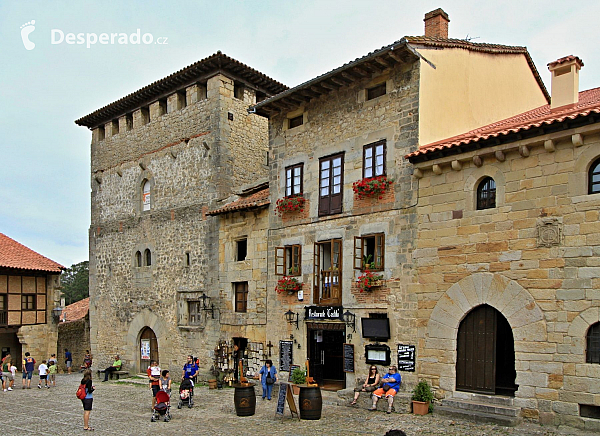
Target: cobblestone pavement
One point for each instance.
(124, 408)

* * *

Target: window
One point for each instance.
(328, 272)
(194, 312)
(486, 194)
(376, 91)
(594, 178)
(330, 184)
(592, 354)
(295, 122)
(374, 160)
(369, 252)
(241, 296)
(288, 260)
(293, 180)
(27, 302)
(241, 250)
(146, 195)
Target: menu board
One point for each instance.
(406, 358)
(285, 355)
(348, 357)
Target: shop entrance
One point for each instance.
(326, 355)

==

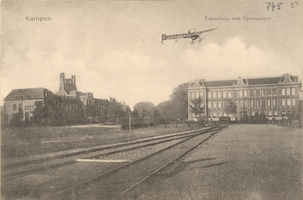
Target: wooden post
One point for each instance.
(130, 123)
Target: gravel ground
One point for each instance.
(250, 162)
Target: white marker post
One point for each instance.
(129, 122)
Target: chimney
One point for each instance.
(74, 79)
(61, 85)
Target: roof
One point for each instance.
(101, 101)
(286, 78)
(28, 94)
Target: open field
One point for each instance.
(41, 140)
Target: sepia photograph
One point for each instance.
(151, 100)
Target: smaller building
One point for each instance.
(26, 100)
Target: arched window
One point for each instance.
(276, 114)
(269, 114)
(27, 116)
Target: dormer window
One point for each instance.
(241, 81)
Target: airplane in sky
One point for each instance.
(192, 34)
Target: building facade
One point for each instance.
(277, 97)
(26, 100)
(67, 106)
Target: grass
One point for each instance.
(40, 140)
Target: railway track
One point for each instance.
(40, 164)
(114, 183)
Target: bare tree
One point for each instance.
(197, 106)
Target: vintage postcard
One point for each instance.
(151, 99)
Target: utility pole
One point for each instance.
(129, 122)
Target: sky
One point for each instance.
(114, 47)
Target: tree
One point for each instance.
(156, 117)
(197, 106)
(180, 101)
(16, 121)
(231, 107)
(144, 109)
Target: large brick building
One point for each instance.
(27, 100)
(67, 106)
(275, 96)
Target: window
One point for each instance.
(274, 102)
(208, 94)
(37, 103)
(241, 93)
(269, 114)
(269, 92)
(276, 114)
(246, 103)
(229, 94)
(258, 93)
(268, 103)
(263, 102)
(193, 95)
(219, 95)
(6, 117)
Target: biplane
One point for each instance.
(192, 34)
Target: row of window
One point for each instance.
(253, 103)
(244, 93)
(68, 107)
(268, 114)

■ DESCRIPTION OF THE TASK ■
Copy out each line of the listing that contains the word "window".

■ REPLY ■
Target: window
Target: arched window
Target: dormer window
Target: window
Target: row of window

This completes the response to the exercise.